▶ [Source document]:
>>>

But some insurance experts and healthcare advocates say it is troubling that of the 14.3 million people enrolled at the start of the year, only 3.6 million had signed up on their own.

The rest were automatic transfers from state Medicaid rolls or already had drug coverage through Medicare Advantage HMOs.

“For all the hullabaloo and all the expenditures, they’ve only added somewhat more than 3 million people,” said Ron Pollack, executive director of Families USA, a healthcare advocacy organization. “That’s horribly disappointing.”

For seniors with major health problems, the Medicare drug plan is more than a good idea -- it is an economic lifeline.

These people can count on quickly spending more than the typical annual deductible of $250. They know that within a few months they will spend through the so-called doughnut hole -- a gap built into most plans that requires enrollees to pay out of pocket after the first $2,250 until catastrophic coverage kicks in at $5,100.

But about 25% of eligible seniors -- as many as 7.4 million people -- could find that buying drugs on their own would cost less than they’d spend on premiums, co-pays and other expenses that come with the Medicare plan, according to another Kaiser study published in 2004.

The Canadian option may be cheaper for seniors who spend less than $1,500 or between $3,000 and $6,400 for drugs each year, according to an informal analysis by the minority staff of the House Government Reform Committee.

<<<

▶ [Extracted entries]:
>>>

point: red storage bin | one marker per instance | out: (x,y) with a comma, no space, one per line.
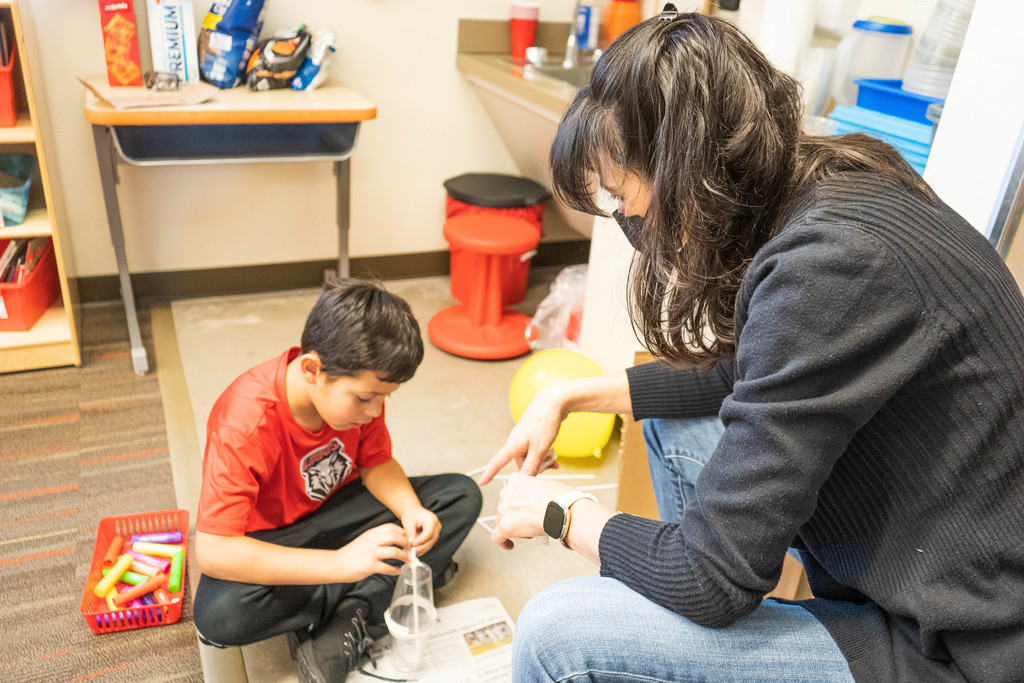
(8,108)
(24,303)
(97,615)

<<<
>>>

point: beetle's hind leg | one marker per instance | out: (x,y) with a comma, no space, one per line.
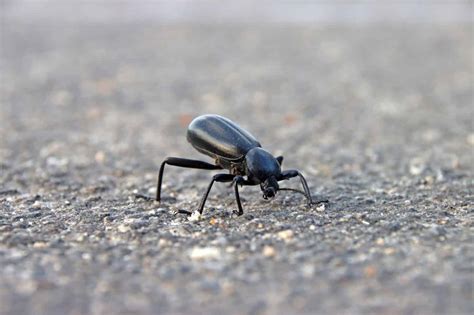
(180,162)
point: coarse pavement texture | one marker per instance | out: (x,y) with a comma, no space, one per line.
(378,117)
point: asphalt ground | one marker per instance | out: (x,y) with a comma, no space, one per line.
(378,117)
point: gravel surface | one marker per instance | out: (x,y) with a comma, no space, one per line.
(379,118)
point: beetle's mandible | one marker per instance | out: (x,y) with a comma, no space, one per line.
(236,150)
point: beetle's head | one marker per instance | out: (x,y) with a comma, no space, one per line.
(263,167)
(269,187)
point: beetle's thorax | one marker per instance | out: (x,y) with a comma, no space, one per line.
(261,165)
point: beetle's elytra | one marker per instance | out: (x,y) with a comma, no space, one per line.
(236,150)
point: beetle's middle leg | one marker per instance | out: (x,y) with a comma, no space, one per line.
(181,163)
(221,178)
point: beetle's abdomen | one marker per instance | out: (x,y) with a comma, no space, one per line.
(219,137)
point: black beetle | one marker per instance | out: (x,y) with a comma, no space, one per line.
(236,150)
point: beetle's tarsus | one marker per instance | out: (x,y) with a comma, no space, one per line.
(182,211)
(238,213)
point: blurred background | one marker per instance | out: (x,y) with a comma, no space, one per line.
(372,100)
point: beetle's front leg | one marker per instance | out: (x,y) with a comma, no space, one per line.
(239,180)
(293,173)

<<<

▶ [What you should do]:
Answer these from the passage on the Medicare drug plan:
(a) Of the 14.3 million people enrolled at the start of the year, how many signed up on their own?
(b) What is the typical annual deductible?
(c) At what spending amount does catastrophic coverage kick in?

▶ [Solution to the problem]:
(a) 3.6 million
(b) $250
(c) $5,100